- [WHAT IS NEEDED]
Would you reproduce the data below exactly, please, leaving out its images?

(Stored records)
· · · ·

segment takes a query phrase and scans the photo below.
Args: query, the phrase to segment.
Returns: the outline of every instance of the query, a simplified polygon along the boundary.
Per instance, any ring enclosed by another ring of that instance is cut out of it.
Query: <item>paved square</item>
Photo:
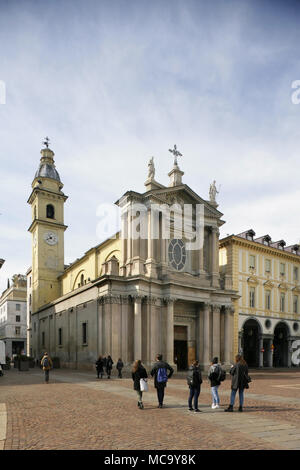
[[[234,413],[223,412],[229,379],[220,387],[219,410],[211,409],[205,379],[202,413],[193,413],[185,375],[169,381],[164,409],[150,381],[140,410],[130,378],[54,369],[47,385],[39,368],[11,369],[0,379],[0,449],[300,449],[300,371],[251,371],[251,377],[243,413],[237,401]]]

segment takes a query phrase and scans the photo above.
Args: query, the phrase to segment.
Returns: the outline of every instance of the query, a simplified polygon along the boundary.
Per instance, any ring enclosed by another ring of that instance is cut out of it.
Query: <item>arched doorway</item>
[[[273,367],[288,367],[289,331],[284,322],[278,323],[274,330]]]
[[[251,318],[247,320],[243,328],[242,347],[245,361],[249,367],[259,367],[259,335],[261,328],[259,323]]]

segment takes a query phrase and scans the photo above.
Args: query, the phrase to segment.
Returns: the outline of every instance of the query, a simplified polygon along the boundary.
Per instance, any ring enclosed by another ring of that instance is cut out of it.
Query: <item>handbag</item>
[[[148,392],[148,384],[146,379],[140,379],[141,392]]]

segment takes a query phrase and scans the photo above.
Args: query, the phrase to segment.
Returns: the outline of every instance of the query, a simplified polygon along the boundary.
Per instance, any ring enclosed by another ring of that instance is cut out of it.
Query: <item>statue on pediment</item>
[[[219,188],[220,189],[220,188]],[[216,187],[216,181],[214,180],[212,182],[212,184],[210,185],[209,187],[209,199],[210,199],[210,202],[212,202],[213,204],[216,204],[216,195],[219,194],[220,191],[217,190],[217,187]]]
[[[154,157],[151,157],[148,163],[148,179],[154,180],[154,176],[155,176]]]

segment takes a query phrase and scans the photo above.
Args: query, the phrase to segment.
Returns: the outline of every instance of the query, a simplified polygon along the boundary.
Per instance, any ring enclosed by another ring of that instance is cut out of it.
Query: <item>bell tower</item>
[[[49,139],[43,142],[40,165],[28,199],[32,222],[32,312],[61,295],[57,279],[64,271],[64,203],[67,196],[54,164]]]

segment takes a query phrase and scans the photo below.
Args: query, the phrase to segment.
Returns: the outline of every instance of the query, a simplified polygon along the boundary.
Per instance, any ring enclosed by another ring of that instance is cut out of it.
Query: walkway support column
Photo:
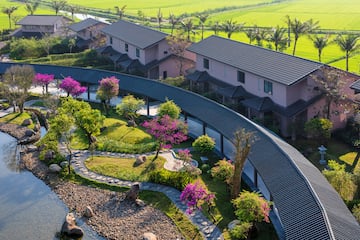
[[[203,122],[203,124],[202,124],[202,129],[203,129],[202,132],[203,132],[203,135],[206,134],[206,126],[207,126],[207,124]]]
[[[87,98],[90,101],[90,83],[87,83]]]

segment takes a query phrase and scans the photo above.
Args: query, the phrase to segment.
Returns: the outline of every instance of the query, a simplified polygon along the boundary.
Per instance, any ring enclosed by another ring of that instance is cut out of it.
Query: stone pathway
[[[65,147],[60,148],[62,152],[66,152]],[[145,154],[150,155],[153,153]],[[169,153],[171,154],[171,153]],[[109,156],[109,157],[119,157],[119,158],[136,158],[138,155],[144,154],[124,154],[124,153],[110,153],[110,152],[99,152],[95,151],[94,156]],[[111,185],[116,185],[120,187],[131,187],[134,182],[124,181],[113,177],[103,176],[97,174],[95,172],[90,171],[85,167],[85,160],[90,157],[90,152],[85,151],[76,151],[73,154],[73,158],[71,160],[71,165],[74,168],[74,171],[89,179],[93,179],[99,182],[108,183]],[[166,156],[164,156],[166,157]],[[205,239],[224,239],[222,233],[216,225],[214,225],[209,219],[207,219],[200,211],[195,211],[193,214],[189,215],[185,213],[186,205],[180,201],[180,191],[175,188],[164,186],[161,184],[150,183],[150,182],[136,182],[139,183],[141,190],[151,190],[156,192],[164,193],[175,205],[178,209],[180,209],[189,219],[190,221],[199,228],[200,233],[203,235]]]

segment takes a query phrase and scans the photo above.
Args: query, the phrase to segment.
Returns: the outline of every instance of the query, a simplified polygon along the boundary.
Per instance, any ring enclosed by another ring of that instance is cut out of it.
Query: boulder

· · · ·

- [OUTPUT FOR THIS TASK]
segment takes a query phrase and scans the photo below.
Args: query, the phrase to segment.
Returns: the outline of every instance of the query, a simplified polygon along the boundary.
Per instance, any ring enclosed by another ring of that instance is cut out of it.
Query: <item>paved square</item>
Photo:
[[[234,413],[223,412],[229,379],[220,387],[219,410],[211,409],[205,379],[202,413],[193,413],[185,375],[169,381],[164,409],[150,381],[140,410],[130,378],[54,369],[47,385],[39,368],[11,369],[0,379],[0,449],[300,449],[300,371],[251,371],[251,377],[243,413],[237,401]]]

segment takes a query phrase and scans the photo above.
Args: query, the phrase to segment.
Returns: the outline of every instance of the query, a simplified polygon along the boundary.
Per instance, any ring enclosed by another ring of that instance is cut out of it.
Query: <item>arched doorway</item>
[[[273,367],[288,367],[289,331],[284,322],[278,323],[274,330]]]
[[[251,318],[247,320],[243,328],[242,347],[245,361],[249,367],[259,367],[259,335],[261,328],[259,323]]]

segment takes a query phrase and scans the photo above.
Args: query, the phrase to segment.
Returns: the outline of every instance of the query, a simplified polygon along the boundary.
Per instance, any ring enclosed by another ring of that instance is cut out of it.
Query: <item>handbag</item>
[[[148,392],[148,384],[146,379],[140,379],[141,392]]]

segment takes a query phrase and scans the photo above.
Args: query, the phrase to segment.
Returns: the outline of every instance of the query, a simplified polygon along the boundary.
Per instance, any ring enclosed by another ring of that instance is cut out of it.
Query: <item>statue on pediment</item>
[[[219,188],[220,189],[220,188]],[[216,187],[216,181],[214,180],[212,182],[212,184],[210,185],[209,187],[209,199],[210,199],[210,202],[212,202],[213,204],[216,204],[216,195],[219,194],[220,191],[217,190],[217,187]]]
[[[154,157],[151,157],[148,163],[148,179],[154,180],[154,176],[155,176]]]

segment takes a query phrase and scans the photo above.
Args: query, the phrase to segment.
Returns: the outline of every instance of the query, a simplified polygon along the boundary.
Per instance, any ring enclosed by another ring of that instance is cut out of it.
Query: <item>bell tower</item>
[[[49,139],[43,142],[40,165],[28,199],[32,222],[32,312],[61,295],[57,279],[64,271],[64,203],[67,196],[54,164]]]

segment takes a query phrase and scans the photo below.
Args: query, the phrase to segment.
Returns: the outline of every instance of the query, a simplified polygon along the boundary.
Per instance, any ring enclosed by another ring of that instance is cut out of it.
Query: walkway support column
Photo:
[[[203,122],[203,124],[202,124],[202,129],[203,129],[202,132],[203,132],[203,135],[206,134],[206,126],[207,126],[207,124]]]
[[[87,98],[90,101],[90,83],[87,83]]]

segment takes a query phrase and scans the photo above.
Args: query, the phrase to segment.
Returns: the outline of every instance of the query, a simplified polygon along the boundary.
Per instance, any ring enclosed by another ring of that instance is cut out of it.
Query: stone pathway
[[[65,147],[60,148],[62,152],[66,152]],[[145,154],[150,155],[153,153]],[[169,153],[171,154],[171,153]],[[109,156],[109,157],[119,157],[119,158],[136,158],[138,155],[144,154],[124,154],[124,153],[110,153],[110,152],[99,152],[95,151],[94,156]],[[111,185],[116,185],[120,187],[131,187],[134,182],[124,181],[113,177],[103,176],[97,174],[95,172],[90,171],[85,167],[85,160],[90,157],[90,152],[85,151],[76,151],[73,154],[73,158],[71,160],[71,165],[74,168],[74,171],[89,179],[93,179],[99,182],[108,183]],[[166,156],[164,156],[166,157]],[[205,239],[224,239],[222,233],[216,225],[214,225],[209,219],[207,219],[200,211],[195,211],[193,214],[189,215],[185,213],[186,205],[180,201],[180,191],[175,188],[164,186],[161,184],[150,183],[150,182],[136,182],[139,183],[141,190],[151,190],[156,192],[164,193],[175,205],[178,209],[180,209],[189,219],[190,221],[199,228],[200,233],[203,235]]]

segment takes a query phrase and scans the photo above.
Args: query, the phrase to segment.
Returns: the outline of every instance of the query, a simplified polygon along the boundary.
Per instance, any ring enclosed by another ring of that instance is cut out of it.
Query: boulder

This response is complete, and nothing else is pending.